> _Stated goal_:
Each line should be copied exactly.

** Start of Supplied data **

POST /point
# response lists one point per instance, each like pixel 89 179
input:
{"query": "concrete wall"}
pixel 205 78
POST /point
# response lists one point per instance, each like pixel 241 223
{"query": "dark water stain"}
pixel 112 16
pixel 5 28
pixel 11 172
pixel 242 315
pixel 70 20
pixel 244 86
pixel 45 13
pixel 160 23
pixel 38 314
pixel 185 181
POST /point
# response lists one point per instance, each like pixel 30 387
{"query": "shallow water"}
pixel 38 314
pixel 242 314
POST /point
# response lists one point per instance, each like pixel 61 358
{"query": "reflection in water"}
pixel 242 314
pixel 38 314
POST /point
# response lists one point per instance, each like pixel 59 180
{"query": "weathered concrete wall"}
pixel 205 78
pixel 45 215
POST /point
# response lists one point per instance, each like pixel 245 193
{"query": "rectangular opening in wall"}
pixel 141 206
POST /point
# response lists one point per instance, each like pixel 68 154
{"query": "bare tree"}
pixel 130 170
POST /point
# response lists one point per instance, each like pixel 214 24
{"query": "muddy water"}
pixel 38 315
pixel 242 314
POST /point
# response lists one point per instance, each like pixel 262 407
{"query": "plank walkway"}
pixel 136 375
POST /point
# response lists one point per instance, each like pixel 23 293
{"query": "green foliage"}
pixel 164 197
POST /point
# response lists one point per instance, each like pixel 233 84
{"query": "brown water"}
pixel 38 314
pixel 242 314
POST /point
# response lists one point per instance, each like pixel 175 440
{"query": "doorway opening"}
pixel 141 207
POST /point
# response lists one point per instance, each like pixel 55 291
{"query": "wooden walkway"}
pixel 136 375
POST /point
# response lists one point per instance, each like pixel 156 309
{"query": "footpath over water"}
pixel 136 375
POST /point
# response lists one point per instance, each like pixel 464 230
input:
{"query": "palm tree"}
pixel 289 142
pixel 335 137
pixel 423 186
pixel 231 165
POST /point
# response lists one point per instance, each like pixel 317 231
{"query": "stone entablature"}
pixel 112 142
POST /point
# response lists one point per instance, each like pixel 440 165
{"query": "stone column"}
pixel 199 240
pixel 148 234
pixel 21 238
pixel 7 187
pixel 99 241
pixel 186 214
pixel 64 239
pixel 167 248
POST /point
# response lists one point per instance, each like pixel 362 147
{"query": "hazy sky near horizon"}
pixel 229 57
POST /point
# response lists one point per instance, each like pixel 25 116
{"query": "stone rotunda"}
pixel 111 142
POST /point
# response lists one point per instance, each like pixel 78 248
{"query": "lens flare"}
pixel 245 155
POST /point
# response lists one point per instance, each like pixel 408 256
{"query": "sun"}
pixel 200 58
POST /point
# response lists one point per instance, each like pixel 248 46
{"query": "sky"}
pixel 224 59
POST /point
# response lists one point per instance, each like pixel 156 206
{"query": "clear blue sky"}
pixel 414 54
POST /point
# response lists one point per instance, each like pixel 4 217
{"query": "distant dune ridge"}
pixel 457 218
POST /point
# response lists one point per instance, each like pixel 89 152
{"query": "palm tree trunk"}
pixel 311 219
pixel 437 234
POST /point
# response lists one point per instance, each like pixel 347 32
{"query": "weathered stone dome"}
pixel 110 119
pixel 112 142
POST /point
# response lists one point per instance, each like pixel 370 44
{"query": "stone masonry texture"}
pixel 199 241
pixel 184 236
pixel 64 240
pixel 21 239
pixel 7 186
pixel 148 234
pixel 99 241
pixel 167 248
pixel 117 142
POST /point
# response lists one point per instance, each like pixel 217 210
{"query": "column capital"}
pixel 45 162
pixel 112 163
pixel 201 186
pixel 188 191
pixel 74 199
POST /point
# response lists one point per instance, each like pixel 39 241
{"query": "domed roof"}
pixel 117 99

** End of Supplied data **

> _Complete output_:
POST /point
# response lists one point per instance, each like pixel 89 179
input:
{"query": "concrete wall"}
pixel 205 78
POST /point
# response lists one point per instance, each like pixel 241 223
{"query": "dark water stain"}
pixel 112 16
pixel 5 28
pixel 11 172
pixel 242 315
pixel 70 20
pixel 244 86
pixel 45 13
pixel 160 23
pixel 38 314
pixel 185 181
POST /point
# response lists one point per instance, each like pixel 30 387
{"query": "shallow water"}
pixel 38 314
pixel 242 314
POST /point
# response lists one point per instance, each like pixel 61 358
{"query": "reflection in water"}
pixel 242 314
pixel 38 314
POST /point
# response lists one point per instance, each like pixel 59 180
{"query": "weathered concrete wall"}
pixel 205 78
pixel 45 215
POST /point
# response lists one point per instance, each like pixel 245 193
{"query": "rectangular opening in wall"}
pixel 141 206
POST /point
# response lists one point per instance, each like pixel 68 154
{"query": "bare tree"}
pixel 130 170
POST /point
# response lists one point per instance, each like pixel 214 24
{"query": "muddy water"}
pixel 38 315
pixel 242 314
POST /point
# response lists one point per instance, each like pixel 262 407
{"query": "plank walkway"}
pixel 136 375
POST /point
# response lists one point per instance, each like pixel 23 293
{"query": "green foliage"}
pixel 164 197
POST /point
# response lists one point per instance, each like pixel 233 84
{"query": "brown water"}
pixel 38 314
pixel 242 314
POST /point
# response lists one point per instance, each like pixel 175 440
{"query": "doorway opening"}
pixel 141 207
POST /point
# response lists one point per instance, each like pixel 55 291
{"query": "wooden walkway"}
pixel 136 375
POST /point
# response lists one point per instance, each like pixel 156 309
{"query": "footpath over water"}
pixel 136 375
POST /point
# response lists one point per instance, each like pixel 464 230
input:
{"query": "palm tree"}
pixel 289 142
pixel 335 137
pixel 423 186
pixel 231 165
POST /point
# response lists one point per instance, each like pixel 317 231
{"query": "stone entablature"}
pixel 112 142
POST /point
# response lists one point per instance, each like pixel 440 165
{"query": "stone column"}
pixel 199 240
pixel 148 234
pixel 21 238
pixel 7 187
pixel 99 241
pixel 186 214
pixel 64 239
pixel 167 248
POST /point
# response lists one point per instance, each like pixel 362 147
{"query": "hazy sky near horizon"}
pixel 229 57
POST /point
# response lists one point per instance, each like pixel 25 116
{"query": "stone rotunda"}
pixel 111 142
POST /point
# response lists one point per instance, each like pixel 78 248
{"query": "lens flare"}
pixel 245 155
POST /point
# response lists one point per instance, each like pixel 408 256
{"query": "sun"}
pixel 200 58
POST /point
# response lists one point per instance, each like pixel 248 46
{"query": "sky"}
pixel 224 59
POST /point
# response lists one point per instance, each like pixel 156 206
{"query": "clear blue sky"}
pixel 414 54
POST /point
# response lists one point per instance, each like pixel 4 217
{"query": "distant dune ridge"}
pixel 457 218
POST /point
# response lists one point per instance, each like pixel 89 152
{"query": "palm tree trunk"}
pixel 311 219
pixel 437 234
POST /point
# response lists one point per instance, each like pixel 347 32
{"query": "weathered stone dome"}
pixel 110 119
pixel 112 142
POST /point
# response lists one point per instance, each like pixel 370 44
{"query": "stone masonry texture"}
pixel 199 241
pixel 184 236
pixel 64 240
pixel 21 239
pixel 7 186
pixel 148 234
pixel 99 241
pixel 167 248
pixel 117 142
POST /point
# response lists one point per instance, each like pixel 217 210
{"query": "column capital"}
pixel 45 162
pixel 112 163
pixel 201 186
pixel 188 191
pixel 74 199
POST /point
# response lists one point per instance, each like pixel 39 241
{"query": "domed roof"}
pixel 117 99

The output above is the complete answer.